* **Exercise requirements**
As you work through the listing below, copy each line exactly and drop the images.

* **Records**
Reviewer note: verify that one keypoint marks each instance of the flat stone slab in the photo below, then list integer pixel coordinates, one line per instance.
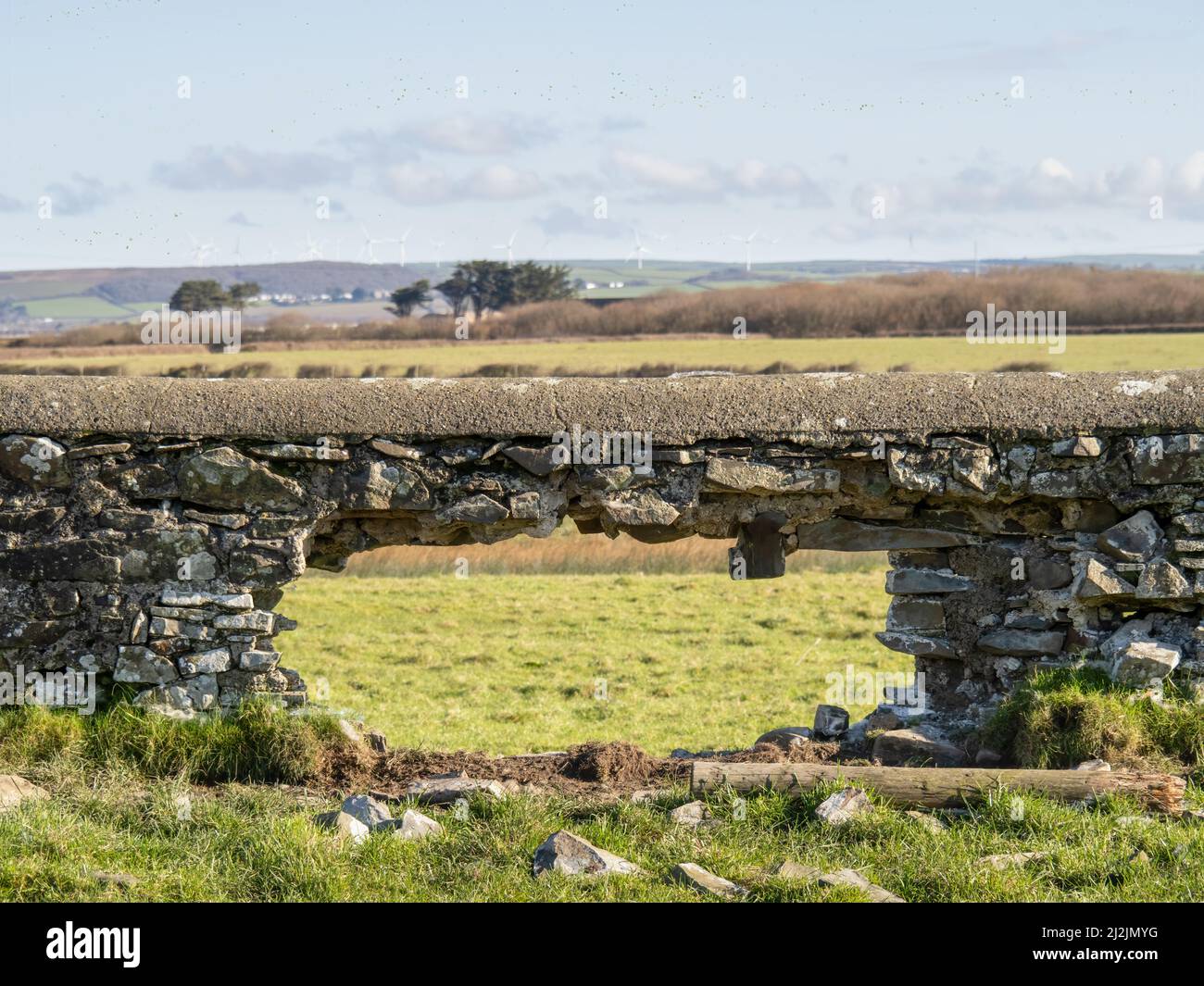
(15, 790)
(565, 853)
(696, 878)
(677, 409)
(843, 806)
(851, 878)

* **Output below**
Reviewer note: verify that one keypoint marks each instance of the flat stone slab in the photo below, then list integer pixel coordinates, one line per instance.
(15, 790)
(565, 853)
(696, 878)
(677, 409)
(843, 806)
(851, 878)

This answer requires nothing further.